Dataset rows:
## START

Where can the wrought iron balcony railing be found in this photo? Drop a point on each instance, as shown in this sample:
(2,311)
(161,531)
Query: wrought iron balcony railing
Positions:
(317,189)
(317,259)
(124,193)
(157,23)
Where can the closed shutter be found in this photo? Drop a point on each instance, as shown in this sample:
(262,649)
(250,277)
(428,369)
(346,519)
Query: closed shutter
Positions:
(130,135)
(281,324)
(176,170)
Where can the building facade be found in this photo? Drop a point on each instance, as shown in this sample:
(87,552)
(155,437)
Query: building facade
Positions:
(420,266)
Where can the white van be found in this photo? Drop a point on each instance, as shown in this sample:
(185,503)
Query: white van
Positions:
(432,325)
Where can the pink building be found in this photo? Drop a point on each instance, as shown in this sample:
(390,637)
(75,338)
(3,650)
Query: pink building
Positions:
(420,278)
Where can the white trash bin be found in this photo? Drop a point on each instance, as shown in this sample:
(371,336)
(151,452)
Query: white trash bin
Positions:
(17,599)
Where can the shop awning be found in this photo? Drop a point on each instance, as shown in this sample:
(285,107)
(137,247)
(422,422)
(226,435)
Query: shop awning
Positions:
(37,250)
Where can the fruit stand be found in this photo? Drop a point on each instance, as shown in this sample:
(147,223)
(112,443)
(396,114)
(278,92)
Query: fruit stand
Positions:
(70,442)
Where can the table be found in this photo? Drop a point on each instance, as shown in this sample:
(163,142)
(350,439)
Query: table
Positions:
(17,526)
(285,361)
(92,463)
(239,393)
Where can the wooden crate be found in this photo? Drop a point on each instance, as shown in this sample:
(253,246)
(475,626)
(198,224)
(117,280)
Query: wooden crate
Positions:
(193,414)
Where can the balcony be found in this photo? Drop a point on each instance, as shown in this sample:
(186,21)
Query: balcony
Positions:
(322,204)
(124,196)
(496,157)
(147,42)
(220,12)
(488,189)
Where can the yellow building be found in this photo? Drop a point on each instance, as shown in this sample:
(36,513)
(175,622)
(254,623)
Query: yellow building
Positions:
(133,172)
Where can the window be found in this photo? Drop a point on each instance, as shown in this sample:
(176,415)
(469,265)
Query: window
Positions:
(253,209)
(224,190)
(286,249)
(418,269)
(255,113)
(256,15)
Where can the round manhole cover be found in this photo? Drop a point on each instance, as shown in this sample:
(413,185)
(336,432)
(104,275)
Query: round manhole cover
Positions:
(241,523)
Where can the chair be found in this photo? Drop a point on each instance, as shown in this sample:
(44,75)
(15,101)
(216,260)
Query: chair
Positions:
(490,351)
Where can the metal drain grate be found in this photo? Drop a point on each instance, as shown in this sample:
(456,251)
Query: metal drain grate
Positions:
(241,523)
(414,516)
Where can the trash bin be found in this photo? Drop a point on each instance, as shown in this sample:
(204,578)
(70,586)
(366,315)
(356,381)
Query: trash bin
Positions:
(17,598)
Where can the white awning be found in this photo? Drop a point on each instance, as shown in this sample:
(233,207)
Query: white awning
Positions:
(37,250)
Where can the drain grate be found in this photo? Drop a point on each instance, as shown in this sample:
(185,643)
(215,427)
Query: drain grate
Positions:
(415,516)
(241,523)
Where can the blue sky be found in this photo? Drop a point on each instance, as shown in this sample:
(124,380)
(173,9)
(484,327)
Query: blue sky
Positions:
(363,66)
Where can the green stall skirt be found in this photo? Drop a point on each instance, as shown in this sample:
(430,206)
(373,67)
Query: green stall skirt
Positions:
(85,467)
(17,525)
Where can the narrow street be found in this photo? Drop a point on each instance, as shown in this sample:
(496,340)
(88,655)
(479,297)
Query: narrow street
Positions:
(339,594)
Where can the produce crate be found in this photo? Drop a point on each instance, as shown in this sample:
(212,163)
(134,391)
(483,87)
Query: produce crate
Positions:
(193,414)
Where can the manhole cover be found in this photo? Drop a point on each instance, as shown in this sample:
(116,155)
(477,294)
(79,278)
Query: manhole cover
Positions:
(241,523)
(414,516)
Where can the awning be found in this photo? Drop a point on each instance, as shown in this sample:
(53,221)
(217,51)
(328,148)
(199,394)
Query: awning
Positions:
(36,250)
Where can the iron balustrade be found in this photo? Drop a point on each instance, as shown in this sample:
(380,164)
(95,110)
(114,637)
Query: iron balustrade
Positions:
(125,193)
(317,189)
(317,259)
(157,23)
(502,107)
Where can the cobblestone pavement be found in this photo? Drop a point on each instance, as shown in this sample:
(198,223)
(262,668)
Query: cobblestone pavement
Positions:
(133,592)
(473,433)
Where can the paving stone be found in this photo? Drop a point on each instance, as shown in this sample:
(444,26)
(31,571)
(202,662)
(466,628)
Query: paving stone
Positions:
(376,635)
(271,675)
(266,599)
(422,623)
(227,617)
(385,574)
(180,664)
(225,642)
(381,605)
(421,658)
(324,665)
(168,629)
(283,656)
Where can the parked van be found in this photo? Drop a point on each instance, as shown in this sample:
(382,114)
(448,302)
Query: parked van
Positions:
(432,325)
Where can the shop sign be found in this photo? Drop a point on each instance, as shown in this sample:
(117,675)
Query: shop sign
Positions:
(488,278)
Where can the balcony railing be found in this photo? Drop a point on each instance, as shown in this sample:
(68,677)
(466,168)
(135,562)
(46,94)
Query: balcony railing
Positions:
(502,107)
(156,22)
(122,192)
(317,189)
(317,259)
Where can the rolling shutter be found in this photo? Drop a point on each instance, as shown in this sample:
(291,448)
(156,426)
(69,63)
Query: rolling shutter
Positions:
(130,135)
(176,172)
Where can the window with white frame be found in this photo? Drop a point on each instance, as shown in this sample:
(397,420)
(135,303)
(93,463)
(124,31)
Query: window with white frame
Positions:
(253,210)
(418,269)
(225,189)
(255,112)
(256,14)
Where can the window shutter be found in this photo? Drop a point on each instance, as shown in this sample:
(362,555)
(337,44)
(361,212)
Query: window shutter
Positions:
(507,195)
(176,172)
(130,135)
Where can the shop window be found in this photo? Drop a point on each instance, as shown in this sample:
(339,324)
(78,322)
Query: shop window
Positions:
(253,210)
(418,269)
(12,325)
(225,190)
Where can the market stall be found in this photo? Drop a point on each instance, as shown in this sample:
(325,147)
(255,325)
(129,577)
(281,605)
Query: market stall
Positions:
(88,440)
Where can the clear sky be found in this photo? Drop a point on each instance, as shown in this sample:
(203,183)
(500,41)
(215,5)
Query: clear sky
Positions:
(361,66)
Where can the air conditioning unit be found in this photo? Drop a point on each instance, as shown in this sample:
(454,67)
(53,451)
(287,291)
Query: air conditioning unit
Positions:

## END
## START

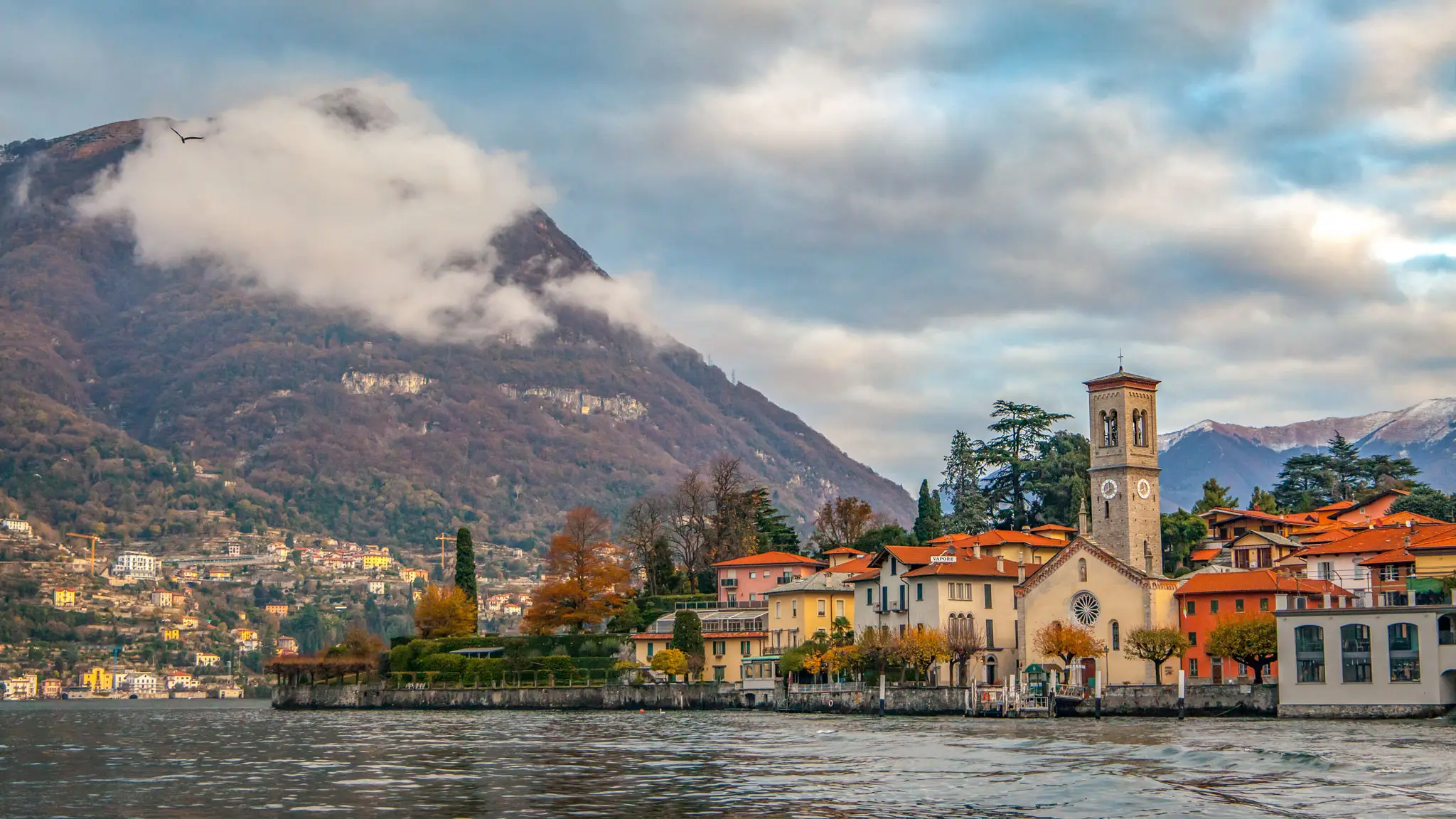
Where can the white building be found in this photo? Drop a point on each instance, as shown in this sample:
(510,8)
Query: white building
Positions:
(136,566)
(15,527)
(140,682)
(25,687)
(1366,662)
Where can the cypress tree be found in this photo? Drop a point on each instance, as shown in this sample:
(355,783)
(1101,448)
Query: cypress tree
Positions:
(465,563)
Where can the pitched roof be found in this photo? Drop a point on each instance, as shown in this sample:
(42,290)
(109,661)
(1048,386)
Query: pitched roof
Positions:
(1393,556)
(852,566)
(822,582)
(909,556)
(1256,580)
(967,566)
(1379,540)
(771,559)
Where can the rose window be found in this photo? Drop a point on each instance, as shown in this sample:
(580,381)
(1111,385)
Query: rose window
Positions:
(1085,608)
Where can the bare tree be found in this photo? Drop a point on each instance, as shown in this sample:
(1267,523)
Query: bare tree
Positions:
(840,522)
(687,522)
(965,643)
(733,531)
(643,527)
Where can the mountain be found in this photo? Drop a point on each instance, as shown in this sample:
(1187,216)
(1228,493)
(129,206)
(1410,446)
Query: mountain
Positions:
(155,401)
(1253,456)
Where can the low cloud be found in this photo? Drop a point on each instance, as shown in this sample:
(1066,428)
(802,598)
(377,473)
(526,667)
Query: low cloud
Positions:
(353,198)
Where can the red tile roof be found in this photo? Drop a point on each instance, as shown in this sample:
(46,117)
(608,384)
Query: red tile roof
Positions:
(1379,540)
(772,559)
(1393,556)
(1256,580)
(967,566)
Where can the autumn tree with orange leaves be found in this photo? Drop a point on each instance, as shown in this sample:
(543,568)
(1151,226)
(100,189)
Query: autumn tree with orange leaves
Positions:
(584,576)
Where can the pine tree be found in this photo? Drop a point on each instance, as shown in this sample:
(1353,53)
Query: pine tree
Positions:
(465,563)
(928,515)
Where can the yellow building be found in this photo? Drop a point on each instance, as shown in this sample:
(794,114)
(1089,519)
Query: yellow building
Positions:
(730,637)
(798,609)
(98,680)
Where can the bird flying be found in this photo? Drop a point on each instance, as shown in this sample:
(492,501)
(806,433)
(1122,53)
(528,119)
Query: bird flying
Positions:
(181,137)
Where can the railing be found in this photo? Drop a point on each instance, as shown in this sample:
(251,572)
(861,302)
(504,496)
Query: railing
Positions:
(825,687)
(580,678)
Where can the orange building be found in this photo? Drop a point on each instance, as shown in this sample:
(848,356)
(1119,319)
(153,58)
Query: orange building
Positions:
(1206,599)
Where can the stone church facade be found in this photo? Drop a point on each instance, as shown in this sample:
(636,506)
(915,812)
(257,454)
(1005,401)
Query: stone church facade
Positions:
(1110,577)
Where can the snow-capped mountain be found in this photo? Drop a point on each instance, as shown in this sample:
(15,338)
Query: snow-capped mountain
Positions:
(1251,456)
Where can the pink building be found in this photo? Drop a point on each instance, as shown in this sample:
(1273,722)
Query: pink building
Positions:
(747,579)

## END
## START

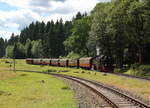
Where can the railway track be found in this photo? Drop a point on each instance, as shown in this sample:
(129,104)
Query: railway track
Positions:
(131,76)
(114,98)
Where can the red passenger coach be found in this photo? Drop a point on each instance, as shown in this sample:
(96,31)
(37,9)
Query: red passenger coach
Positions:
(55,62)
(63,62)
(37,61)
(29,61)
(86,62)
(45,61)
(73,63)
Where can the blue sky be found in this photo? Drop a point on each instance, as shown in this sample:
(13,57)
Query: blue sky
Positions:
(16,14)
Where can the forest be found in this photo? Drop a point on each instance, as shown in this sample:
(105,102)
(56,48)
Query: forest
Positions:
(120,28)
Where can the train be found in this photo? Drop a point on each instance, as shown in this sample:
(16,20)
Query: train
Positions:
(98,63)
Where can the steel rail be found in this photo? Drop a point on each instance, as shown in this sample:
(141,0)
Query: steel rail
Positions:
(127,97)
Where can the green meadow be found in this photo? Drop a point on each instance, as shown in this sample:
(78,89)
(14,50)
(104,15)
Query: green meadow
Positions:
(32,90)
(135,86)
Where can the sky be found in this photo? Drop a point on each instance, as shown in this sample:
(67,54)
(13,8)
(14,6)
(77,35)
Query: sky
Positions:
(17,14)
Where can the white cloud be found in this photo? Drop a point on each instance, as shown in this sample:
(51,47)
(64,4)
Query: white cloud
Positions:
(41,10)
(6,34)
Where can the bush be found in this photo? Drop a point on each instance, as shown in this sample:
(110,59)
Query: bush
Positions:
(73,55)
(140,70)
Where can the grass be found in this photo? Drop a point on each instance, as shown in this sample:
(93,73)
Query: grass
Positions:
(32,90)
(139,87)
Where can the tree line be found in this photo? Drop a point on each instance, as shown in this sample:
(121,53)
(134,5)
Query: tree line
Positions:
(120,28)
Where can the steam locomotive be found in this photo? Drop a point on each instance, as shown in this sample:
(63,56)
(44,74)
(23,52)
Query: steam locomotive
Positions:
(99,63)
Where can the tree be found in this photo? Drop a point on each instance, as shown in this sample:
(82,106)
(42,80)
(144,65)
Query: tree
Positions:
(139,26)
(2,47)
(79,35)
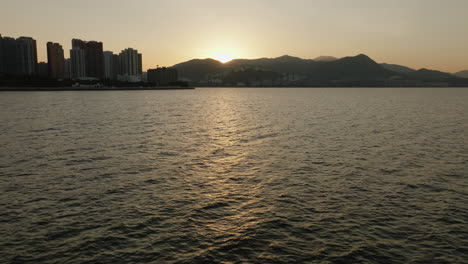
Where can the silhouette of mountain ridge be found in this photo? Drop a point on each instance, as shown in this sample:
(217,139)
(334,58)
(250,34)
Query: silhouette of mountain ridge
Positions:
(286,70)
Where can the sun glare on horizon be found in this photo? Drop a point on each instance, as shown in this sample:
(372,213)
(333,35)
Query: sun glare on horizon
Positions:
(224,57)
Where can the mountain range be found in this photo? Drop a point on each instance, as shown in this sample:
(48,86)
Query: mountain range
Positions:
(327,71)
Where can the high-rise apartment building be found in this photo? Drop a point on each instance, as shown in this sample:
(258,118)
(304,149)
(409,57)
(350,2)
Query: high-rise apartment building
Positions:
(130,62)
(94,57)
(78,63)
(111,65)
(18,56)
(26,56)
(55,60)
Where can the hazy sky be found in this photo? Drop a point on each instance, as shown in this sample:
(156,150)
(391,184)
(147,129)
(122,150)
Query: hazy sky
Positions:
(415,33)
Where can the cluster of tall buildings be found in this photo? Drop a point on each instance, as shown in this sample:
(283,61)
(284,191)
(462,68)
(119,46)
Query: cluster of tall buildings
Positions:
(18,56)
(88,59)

## END

INSTRUCTIONS TO FOLLOW - Filter the records above, keeping only the lines that contain the word "hazy". Matching is case-sensitive.

SOLUTION TO THE PROBLEM -
Where can the hazy sky be found in this photo? Drop a point on each instance, as shown in this sample:
Query: hazy sky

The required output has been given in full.